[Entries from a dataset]
— BEGIN —

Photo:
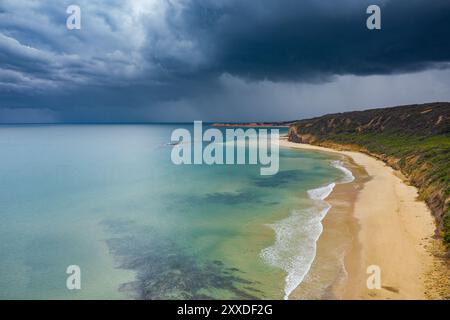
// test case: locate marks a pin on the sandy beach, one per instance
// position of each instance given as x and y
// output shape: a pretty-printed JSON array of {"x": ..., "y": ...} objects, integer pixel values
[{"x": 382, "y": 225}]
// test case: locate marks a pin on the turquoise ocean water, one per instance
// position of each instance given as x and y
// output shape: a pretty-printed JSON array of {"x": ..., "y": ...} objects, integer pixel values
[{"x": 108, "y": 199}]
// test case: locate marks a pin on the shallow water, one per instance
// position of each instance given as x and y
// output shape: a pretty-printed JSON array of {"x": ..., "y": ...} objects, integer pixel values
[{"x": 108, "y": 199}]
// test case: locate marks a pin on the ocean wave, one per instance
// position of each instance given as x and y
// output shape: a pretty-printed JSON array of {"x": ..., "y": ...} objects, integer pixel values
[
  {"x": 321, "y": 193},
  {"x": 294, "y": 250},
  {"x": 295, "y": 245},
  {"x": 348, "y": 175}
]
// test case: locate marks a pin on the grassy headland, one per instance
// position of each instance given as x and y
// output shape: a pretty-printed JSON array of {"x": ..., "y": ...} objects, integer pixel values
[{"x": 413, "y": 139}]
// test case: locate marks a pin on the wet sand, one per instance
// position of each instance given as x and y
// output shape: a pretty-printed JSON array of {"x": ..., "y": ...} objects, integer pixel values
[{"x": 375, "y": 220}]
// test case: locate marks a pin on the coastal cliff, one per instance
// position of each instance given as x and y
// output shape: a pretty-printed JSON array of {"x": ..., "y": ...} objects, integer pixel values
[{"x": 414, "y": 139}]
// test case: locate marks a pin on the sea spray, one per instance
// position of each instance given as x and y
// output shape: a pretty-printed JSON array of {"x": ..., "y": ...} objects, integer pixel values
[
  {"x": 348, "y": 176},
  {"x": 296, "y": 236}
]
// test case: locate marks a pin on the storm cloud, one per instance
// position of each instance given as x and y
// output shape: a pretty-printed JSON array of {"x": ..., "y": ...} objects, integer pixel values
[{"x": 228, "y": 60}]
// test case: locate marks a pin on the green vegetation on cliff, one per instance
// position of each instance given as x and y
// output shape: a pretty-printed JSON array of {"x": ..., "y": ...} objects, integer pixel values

— END —
— BEGIN —

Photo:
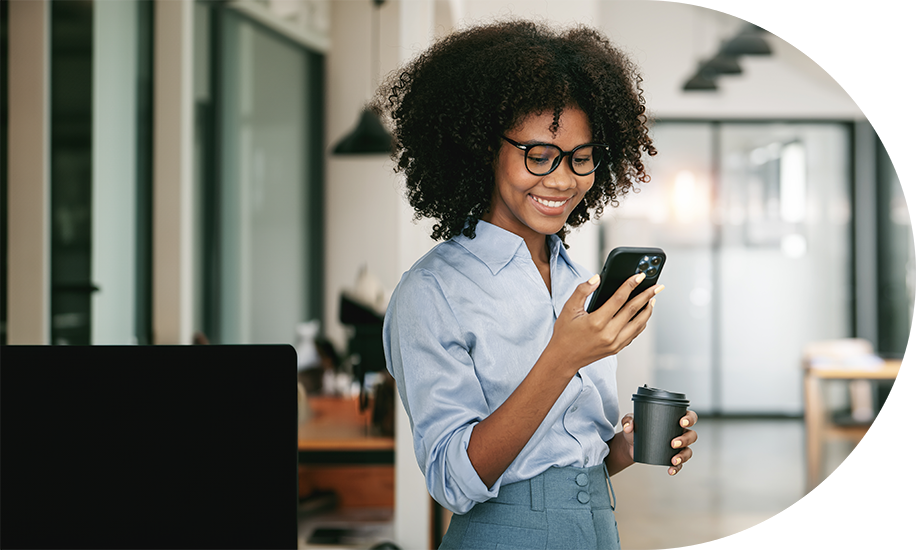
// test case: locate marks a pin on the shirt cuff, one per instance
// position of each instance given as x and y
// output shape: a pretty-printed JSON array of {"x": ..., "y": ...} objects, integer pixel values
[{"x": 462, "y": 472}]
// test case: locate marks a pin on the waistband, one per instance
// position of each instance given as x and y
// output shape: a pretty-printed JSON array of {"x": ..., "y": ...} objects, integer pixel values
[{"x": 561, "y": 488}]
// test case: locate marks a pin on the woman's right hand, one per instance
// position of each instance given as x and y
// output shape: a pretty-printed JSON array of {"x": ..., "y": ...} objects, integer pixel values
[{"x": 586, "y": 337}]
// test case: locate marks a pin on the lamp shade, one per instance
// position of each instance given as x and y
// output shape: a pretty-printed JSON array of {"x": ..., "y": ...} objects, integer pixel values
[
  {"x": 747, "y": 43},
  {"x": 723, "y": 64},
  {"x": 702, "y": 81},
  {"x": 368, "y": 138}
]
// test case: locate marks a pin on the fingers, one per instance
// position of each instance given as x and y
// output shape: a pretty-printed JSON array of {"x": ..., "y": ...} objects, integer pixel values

— END —

## [Task brief]
How many of the lines above contain the string "water"? Case counts, so give only the number.

## [Answer below]
2